## ACTIONS TO TAKE
**a.** What does the Saban forum thread say? Sum it up in two sentences.
**b.** Who are all the people quoted directly in the SI report within the Saban forum thread?
**c.** How would the SI report in the Saban forum thread go on after its last sentence? Continue it.

## TEXT PASSAGE
Saban Article in this week's SI | FinHeaven - Miami Dolphins Forums

Saban Article in this week's SI

Yes it certainly does look like Saban-ization of the Miami Dolphins is working out pretty good so far. I guess when a team gets Saban-ized it's kind of like that U.S. Marines commercial where they compare Marine training with transforming a lump of coal into a diamond ..."The Few, The Proud, The Marines." I bet there's a video of this commercial on the Marines website somewhere.

It looks like Wayne Huizenga got the right guy for Miami. Getting the right head coach can turn things around in a hurry. We just might have "the next Shula" and we're getting ready for a 1972 kind of season. If anyone can do it, its Saban.
 
DolphinsFan23 said:
Yes it certainly does look like Saban-ization of the Miami Dolphins is working out pretty good so far. I guess when a team gets Saban-ized it's kind of like that U.S. Marines commercial where they compare Marine training with transforming a lump of coal into a diamond ..."The Few, The Proud, The Marines." I bet there's a video of this commercial on the Marines website somewhere.

It looks like Wayne Huizenga got the right guy for Miami. Getting the right head coach can turn things around in a hurry. We just might have "the next Shula" and we're getting ready for a 1972 kind of season. If anyone can do it, its Saban.

Um... YEA, I like him too..
 
wouldn't this probably be in the magazine, i have that, and if so I'll wait until thursaday and read it.
 
I love that photo of Saban on his toes screaming on the sideline. Something bad must have happened though...even Mare is yelling.
 
Hasta said:
I love that photo of Saban on his toes screaming on the sideline. Something bad must have happened though...even Mare is yelling.
It is pretty funny. How long do you think it will be until it shows up in a "Caption this pic" thread? :lol:
 
SI report

The Saban-izing of the Miami Dolphins took hold late last November, in the aftermath of a desultory 22-0 loss in Cleveland. It was the Dolphins' fourth defeat in five games, and it left them with a 3-7 record. Worse yet was the way that they lost. "We couldn't get anything right, and we were dominated," recalls defensive tackle Vonnie Holliday. Minutes after the game first-year coach Nick Saban entered the locker room, turning it silent. The players had known Saban less than a year. Hired to replace Dave Wannstedt, he had retooled the roster, changed the schemes and established rules and discipline that most veterans hadn't experienced since college. "Not a guy you want to get in a bad mood," says Zach Thomas, a sixtime Pro Bowl linebacker, "or he'll be on you all day."
Among those in the locker room that day was Dennis Fryzel, a former college assistant and Saban's close friend. "I've known Nick for almost 30 years, and I've been in a lot of his locker rooms, but that day was the most come-to-Jesus moment I've ever seen," Fryzel says. "I won't repeat what Nick said, but it was unreal. It was so tense in there, I was afraid that if I even blinked, Nick would come after me."

## EXTRACTED INFORMATION
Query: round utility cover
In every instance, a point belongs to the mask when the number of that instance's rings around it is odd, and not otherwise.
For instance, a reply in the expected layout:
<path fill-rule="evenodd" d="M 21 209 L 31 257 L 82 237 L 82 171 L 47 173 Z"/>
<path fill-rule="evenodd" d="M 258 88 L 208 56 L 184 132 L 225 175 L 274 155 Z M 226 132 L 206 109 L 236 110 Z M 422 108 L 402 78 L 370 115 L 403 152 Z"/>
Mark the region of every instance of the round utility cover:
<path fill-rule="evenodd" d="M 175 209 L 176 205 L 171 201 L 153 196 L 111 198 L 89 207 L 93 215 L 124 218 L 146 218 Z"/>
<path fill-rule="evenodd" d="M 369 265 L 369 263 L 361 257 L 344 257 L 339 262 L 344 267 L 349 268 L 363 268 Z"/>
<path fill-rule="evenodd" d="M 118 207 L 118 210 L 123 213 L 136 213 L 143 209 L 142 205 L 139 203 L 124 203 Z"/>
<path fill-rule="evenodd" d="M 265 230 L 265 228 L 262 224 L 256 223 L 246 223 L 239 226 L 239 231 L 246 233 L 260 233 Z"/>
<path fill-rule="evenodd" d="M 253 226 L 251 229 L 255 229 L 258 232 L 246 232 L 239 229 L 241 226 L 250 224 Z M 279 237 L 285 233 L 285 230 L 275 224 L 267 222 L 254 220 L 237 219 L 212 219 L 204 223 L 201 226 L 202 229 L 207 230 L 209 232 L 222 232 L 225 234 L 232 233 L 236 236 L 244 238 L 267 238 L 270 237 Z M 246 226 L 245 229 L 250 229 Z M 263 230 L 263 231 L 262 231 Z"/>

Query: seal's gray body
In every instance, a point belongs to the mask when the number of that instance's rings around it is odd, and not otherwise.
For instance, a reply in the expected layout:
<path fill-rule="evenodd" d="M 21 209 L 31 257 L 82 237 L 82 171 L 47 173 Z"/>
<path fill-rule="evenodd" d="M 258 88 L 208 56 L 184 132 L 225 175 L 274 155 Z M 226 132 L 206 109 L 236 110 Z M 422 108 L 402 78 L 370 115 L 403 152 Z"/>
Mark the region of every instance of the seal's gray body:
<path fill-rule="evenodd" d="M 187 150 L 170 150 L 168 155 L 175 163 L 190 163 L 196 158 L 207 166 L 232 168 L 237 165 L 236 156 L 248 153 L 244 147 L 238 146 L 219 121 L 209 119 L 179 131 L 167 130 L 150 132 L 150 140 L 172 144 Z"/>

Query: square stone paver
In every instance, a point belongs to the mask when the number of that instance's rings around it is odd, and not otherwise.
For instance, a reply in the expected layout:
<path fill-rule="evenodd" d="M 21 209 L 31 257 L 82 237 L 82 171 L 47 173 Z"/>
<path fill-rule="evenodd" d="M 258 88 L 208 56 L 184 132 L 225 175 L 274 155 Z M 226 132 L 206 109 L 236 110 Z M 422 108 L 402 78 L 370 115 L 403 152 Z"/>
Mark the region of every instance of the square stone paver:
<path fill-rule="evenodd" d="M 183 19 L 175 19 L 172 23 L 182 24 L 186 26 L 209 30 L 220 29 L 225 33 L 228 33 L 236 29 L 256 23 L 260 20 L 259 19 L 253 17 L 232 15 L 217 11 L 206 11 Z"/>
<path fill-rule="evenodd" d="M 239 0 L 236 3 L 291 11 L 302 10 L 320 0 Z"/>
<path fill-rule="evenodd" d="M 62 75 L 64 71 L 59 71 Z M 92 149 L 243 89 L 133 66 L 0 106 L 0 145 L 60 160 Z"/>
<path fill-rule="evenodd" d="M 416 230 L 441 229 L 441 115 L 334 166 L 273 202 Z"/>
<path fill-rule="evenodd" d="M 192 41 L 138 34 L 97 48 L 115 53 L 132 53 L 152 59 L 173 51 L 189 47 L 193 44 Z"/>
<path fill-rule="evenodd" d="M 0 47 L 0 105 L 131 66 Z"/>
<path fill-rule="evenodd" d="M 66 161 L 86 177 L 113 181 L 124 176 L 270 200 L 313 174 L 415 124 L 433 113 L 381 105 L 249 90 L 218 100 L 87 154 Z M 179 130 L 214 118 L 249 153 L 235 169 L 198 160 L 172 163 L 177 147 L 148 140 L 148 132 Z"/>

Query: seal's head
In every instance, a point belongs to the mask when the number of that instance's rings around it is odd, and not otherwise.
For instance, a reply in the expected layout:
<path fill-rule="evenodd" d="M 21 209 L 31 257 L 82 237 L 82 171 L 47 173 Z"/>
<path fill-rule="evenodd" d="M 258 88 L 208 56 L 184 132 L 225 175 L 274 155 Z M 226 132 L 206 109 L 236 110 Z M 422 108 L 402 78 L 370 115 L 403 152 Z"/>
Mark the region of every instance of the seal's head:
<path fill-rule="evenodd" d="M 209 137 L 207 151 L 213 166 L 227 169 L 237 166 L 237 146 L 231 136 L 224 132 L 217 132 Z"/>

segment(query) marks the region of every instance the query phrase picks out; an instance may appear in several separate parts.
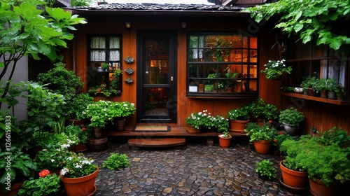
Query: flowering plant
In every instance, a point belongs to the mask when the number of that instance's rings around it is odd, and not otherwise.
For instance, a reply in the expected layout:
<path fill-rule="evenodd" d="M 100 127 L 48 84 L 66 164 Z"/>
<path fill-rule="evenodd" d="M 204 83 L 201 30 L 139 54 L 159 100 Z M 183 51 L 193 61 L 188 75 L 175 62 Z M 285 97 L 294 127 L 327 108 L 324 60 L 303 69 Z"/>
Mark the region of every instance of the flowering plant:
<path fill-rule="evenodd" d="M 206 124 L 206 122 L 209 122 L 209 113 L 206 113 L 208 112 L 207 110 L 204 110 L 203 111 L 200 111 L 198 113 L 192 113 L 186 118 L 186 124 L 189 126 L 193 126 L 196 129 L 200 129 L 200 126 L 202 126 Z M 206 126 L 207 128 L 209 125 Z"/>
<path fill-rule="evenodd" d="M 66 178 L 77 178 L 94 173 L 97 166 L 94 160 L 88 158 L 83 153 L 72 153 L 66 160 L 66 164 L 61 170 L 61 175 Z"/>
<path fill-rule="evenodd" d="M 283 72 L 290 74 L 292 67 L 286 67 L 284 64 L 285 59 L 281 61 L 269 60 L 267 64 L 265 64 L 265 69 L 261 70 L 261 73 L 266 74 L 266 78 L 275 80 L 280 77 Z"/>

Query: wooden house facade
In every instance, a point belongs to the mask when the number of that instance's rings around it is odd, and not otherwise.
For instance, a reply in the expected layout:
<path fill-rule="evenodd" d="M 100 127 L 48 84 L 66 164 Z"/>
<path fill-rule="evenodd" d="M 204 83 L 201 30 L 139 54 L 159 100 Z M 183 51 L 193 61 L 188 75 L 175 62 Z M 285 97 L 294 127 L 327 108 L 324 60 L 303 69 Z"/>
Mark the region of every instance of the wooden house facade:
<path fill-rule="evenodd" d="M 110 4 L 66 10 L 88 24 L 77 27 L 64 63 L 85 83 L 83 91 L 96 94 L 96 100 L 135 103 L 136 113 L 127 119 L 128 126 L 186 127 L 192 112 L 225 116 L 232 108 L 262 98 L 279 109 L 293 106 L 304 112 L 304 134 L 312 133 L 313 126 L 319 131 L 334 126 L 350 130 L 349 102 L 281 92 L 283 85 L 300 85 L 296 74 L 272 80 L 260 73 L 276 41 L 294 53 L 304 48 L 297 51 L 295 42 L 282 38 L 274 24 L 257 24 L 242 8 Z M 105 63 L 108 71 L 99 73 Z M 349 60 L 344 66 L 344 85 L 349 88 Z M 113 82 L 118 69 L 122 74 Z M 113 90 L 100 96 L 105 88 Z"/>

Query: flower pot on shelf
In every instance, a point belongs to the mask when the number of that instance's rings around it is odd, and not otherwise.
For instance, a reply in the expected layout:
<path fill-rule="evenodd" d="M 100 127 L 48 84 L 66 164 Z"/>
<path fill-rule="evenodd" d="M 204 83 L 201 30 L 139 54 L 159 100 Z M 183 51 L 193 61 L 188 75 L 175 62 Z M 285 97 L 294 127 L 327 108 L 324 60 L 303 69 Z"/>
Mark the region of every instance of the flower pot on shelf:
<path fill-rule="evenodd" d="M 67 196 L 92 195 L 94 191 L 96 191 L 94 182 L 98 173 L 99 168 L 97 167 L 94 173 L 82 177 L 66 178 L 60 175 L 66 195 Z"/>
<path fill-rule="evenodd" d="M 230 120 L 230 126 L 231 130 L 234 132 L 239 132 L 242 133 L 245 133 L 244 129 L 246 129 L 246 123 L 249 122 L 249 120 Z"/>
<path fill-rule="evenodd" d="M 124 128 L 125 127 L 125 121 L 126 120 L 125 118 L 114 120 L 114 127 L 115 127 L 115 130 L 124 130 Z"/>
<path fill-rule="evenodd" d="M 228 148 L 231 144 L 232 136 L 229 136 L 229 137 L 224 137 L 223 134 L 218 135 L 219 138 L 219 144 L 222 148 Z"/>
<path fill-rule="evenodd" d="M 199 134 L 200 130 L 192 126 L 188 126 L 187 127 L 187 131 L 190 134 Z"/>
<path fill-rule="evenodd" d="M 307 188 L 309 187 L 309 178 L 307 172 L 298 172 L 288 169 L 283 164 L 284 160 L 279 162 L 282 179 L 284 183 L 289 187 L 296 188 Z"/>
<path fill-rule="evenodd" d="M 254 144 L 255 151 L 260 154 L 268 153 L 272 146 L 272 141 L 271 140 L 254 141 L 253 144 Z"/>
<path fill-rule="evenodd" d="M 316 179 L 316 181 L 312 178 L 309 179 L 310 183 L 310 193 L 312 195 L 317 196 L 335 196 L 337 194 L 340 183 L 330 183 L 328 186 L 326 186 L 321 181 Z"/>
<path fill-rule="evenodd" d="M 299 133 L 299 127 L 297 126 L 292 126 L 288 124 L 283 123 L 284 125 L 284 129 L 287 132 L 287 134 L 292 135 L 292 136 L 295 136 L 298 135 Z"/>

## RESULTS
**a.** Forum posters say the Saban-ization of the Miami Dolphins is working out so far, and one compares it to Marine training and hopes for a 1972 kind of season. The SI report traces that change to a 22-0 loss in Cleveland that left Miami 3-7, after which Saban's locker-room talk struck his friend Dennis Fryzel as the most come-to-Jesus moment he had ever seen.

**b.** Vonnie Holliday, Zach Thomas, Dennis Fryzel

**c.**
On the flight home the players gave voice to their anger and frustration. "Guys were saying different things," says defensive end David Bowens, "but what it came down to was, We're sick of this losing." They arrived for Monday meetings at the team's training complex in Davie, Fla., and found a boldfaced message posted by Saban in each of their locker room cubicles: if you continue to do what you've always done, you'll continue to get what you've always gotten. guaranteed.
The Dolphins closed with six straight wins to finish 9-7 and narrowly miss the playoffs. It can be perilous to credit a speech or an inspirational message with righting a listing football team -- Knute Rockne died in 1931 -- yet the timing is inescapable. Saban and the Dolphins got on the same page only after the debacle in Cleveland.
"That game was a thunderbolt, a tremendous negative," said Saban, "but it was the turning point in our season."
On the second weekend in June the Dolphins gathered for a three-day minicamp, their last before training camp opens on July 29. Beneath a wide-brimmed straw hat, the 54-year-old Saban bounced from drill to drill. A year ago he was a no-nonsense stranger, straight out of LSU, entrusted with a once proud franchise that had gone 4-12 in 2004. Now he is a familiar face, and anything less than a trip to the playoffs in '06 will be a disappointment.
"Think of it this way," says four-time Pro Bowl defensive end Jason Taylor. "Last year, going to work was like moving into a new house, where you had to figure out where all the light sockets were. This year it's like coming home every day."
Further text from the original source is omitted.